■ Text segment:
+--
|
On The Edge of Time
The Last Millenium
At the coming of Christ the wicked are blotted from the face
of the whole earth, consumed with the spirit of His mouth, and destroyed by the
brightness of His glory. Christ takes His people to the city of God, and the
earth is emptied of its inhabitants. “Behold, the Lord the earth empty, and
maketh it waste, and turneth it upside down, and scattereth abroad the
inhabitants thereof. The land shall be utterly emptied, and utterly spoiled; for
the Lord hath spoken this word.” “Because they have transgressed the laws,
changed the ordinance, broken the everlasting covenant. Therefore hath the curse
devoured the earth, and they that dwell therein are desolate; therefore the
inhabitants of the earth are burned.” Isa. 24:1,3,5,6.
The whole earth appears like a desolate wilderness. The ruins
of cities and villages destroyed by the earthquake, uprooted trees, ragged rocks
thrown out by the sea or torn out of the earth itself, are scattered over its
surface, while vast caverns mark the spot where the mountains have been rent
from their foundations. Here is to be the home of Satan with his evil angels for
a thousand years. Here he will be confined, to wander up and down over the
broken surface of the earth and see the effects of his rebellion against the law
of God. For a thousand years he can enjoy the fruit of the curse which he has
caused. Limited alone to the earth, he will not have the privilege of ranging to
other planets, to tempt and annoy those who have not fallen.
+--
■ What you have to do: Reproduce word for word the portion of the passage on the desolate earth that begins with the words "The whole earth appears" and ends after "have not fallen.".
+--
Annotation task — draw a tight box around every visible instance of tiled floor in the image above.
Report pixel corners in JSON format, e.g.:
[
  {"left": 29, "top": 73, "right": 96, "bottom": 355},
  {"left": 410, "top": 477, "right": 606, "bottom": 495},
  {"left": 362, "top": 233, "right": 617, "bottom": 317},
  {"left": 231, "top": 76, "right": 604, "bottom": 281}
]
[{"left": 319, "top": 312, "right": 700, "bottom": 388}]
+--
■ Final result:
The whole earth appears like a desolate wilderness. The ruins
of cities and villages destroyed by the earthquake, uprooted trees, ragged rocks
thrown out by the sea or torn out of the earth itself, are scattered over its
surface, while vast caverns mark the spot where the mountains have been rent
from their foundations. Here is to be the home of Satan with his evil angels for
a thousand years. Here he will be confined, to wander up and down over the
broken surface of the earth and see the effects of his rebellion against the law
of God. For a thousand years he can enjoy the fruit of the curse which he has
caused. Limited alone to the earth, he will not have the privilege of ranging to
other planets, to tempt and annoy those who have not fallen.